## SOURCE MATERIAL
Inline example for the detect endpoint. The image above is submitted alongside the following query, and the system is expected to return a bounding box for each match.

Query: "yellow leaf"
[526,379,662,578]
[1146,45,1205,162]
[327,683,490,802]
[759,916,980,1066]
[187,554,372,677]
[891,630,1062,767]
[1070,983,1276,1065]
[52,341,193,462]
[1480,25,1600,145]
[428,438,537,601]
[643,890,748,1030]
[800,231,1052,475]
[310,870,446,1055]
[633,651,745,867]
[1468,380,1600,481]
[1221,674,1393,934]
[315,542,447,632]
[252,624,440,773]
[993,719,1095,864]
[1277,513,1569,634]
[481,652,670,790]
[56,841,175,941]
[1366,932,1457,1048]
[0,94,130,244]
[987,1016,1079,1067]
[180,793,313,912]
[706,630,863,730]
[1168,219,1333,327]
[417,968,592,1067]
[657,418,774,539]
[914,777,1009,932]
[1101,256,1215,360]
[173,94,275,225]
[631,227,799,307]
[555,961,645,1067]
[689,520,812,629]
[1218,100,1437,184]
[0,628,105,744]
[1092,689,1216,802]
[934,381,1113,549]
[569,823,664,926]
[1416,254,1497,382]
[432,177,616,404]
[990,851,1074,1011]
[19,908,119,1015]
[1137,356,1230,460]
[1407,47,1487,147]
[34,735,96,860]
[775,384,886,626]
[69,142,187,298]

## AIM OF THE EXERCISE
Please return the records above in their exact form.

## SOLVED EXERCISE
Inline example for the detect endpoint. The image above is submitted alongside the following query, and the system is expected to return a bounding box for each match.

Query: "yellow leaf"
[526,379,662,578]
[1146,45,1205,162]
[327,683,490,802]
[759,916,980,1066]
[187,554,372,677]
[891,630,1062,767]
[1070,983,1276,1065]
[52,341,193,462]
[1480,25,1600,145]
[428,438,537,601]
[643,890,748,1030]
[800,231,1052,475]
[310,870,446,1055]
[633,651,745,867]
[1468,380,1600,481]
[1221,674,1393,934]
[315,542,447,632]
[252,624,440,773]
[993,719,1095,864]
[1277,513,1569,634]
[481,652,670,790]
[56,841,175,941]
[1366,932,1457,1048]
[0,94,130,244]
[987,1016,1079,1067]
[180,793,313,912]
[706,630,863,730]
[1168,219,1333,327]
[417,968,592,1067]
[657,418,774,539]
[914,777,1009,932]
[1101,256,1215,360]
[173,94,275,225]
[631,227,799,307]
[555,961,645,1067]
[689,520,812,629]
[1218,100,1437,184]
[0,628,105,744]
[1092,689,1216,802]
[934,381,1113,549]
[569,823,664,926]
[1416,254,1497,382]
[432,177,616,404]
[990,851,1074,1011]
[19,908,119,1015]
[1137,356,1230,460]
[1407,47,1487,147]
[34,735,96,860]
[775,384,886,626]
[69,142,187,298]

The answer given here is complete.